Exercise: Repeat the data below word for word, from the line containing "like [(287, 145)]." down through the line containing "[(12, 293), (140, 286), (35, 324), (62, 310)]", including both of those lines.

Coordinate annotation records
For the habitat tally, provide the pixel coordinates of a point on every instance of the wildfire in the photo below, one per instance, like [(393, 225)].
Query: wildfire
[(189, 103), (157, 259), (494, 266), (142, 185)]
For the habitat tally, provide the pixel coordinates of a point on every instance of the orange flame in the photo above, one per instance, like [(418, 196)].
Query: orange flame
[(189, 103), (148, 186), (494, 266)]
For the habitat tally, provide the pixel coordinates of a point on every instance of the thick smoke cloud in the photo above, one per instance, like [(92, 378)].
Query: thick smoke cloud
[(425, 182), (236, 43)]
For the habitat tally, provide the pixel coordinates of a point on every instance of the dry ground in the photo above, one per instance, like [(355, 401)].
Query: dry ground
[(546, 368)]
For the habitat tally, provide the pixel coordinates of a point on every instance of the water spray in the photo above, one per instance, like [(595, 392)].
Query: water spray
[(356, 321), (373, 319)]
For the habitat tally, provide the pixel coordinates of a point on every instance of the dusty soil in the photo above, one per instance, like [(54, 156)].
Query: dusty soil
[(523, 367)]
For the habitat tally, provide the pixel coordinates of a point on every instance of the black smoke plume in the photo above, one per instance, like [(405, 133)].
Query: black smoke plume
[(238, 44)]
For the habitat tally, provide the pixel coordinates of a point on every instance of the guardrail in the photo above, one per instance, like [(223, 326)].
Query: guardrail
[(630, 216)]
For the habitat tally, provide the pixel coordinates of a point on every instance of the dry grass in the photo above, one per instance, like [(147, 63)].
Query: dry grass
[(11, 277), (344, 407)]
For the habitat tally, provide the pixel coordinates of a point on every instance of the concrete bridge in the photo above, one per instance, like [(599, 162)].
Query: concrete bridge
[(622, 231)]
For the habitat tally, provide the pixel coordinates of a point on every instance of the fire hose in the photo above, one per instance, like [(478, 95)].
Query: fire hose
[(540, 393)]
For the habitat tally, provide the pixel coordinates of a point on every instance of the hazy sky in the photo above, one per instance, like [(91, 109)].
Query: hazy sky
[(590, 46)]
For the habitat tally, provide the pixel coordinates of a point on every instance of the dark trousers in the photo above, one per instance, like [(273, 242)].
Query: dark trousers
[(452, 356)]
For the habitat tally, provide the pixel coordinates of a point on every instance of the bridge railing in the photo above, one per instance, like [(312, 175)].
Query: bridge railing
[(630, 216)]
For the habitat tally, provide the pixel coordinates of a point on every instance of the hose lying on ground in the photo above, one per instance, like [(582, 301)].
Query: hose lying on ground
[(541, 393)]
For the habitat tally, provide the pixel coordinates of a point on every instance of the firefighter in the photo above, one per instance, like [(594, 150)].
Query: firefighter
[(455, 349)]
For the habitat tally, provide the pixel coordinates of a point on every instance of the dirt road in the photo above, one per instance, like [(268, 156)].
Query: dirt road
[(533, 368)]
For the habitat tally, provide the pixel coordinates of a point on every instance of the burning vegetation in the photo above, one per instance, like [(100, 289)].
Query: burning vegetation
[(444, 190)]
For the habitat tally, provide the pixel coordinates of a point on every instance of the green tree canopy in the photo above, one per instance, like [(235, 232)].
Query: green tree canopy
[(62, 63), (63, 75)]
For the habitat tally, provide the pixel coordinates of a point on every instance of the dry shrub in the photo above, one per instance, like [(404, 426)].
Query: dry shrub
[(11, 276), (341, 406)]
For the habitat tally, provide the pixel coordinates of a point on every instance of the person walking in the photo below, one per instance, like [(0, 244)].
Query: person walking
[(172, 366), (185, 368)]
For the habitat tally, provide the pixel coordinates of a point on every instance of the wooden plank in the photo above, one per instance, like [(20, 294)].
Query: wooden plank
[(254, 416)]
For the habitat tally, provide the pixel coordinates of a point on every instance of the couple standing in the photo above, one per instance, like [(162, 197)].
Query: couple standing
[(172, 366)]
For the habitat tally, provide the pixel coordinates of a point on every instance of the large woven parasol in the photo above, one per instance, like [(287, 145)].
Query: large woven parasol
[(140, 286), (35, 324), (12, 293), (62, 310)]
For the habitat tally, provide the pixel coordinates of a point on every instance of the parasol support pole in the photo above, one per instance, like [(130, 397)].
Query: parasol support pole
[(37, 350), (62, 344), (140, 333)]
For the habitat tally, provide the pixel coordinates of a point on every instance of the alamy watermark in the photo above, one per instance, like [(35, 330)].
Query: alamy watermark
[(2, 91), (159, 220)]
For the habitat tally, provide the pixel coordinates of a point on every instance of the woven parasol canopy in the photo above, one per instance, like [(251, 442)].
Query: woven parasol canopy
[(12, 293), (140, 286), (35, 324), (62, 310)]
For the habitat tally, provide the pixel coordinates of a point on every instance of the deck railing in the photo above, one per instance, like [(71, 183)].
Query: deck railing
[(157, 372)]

Final result:
For the habitat tally, provide the pixel coordinates of a point on every instance of the large woven parasol in the photo above, one per instance, like [(287, 145)].
Query: large woven parasol
[(140, 286), (35, 324), (12, 293), (62, 310)]
For the habitat tally, provide the pixel coordinates of a point on every instance of the parasol support pole in the photo above, one per instance, like [(130, 397)].
Query: parasol support pole
[(37, 350), (62, 344), (140, 333)]
For the habitat tally, provide the pixel coordinates of a point on every instance of the alamy watermark in the photo above, one per instance, like [(35, 330)].
Query: alamy watermark
[(2, 91), (159, 220)]
For the habitat tally, provide the pixel coordinates of a point on every instance of the woven parasol canopy in the photo above, one per instance, like [(251, 442)].
Query: woven parasol canopy
[(12, 293), (140, 286), (35, 324), (62, 310)]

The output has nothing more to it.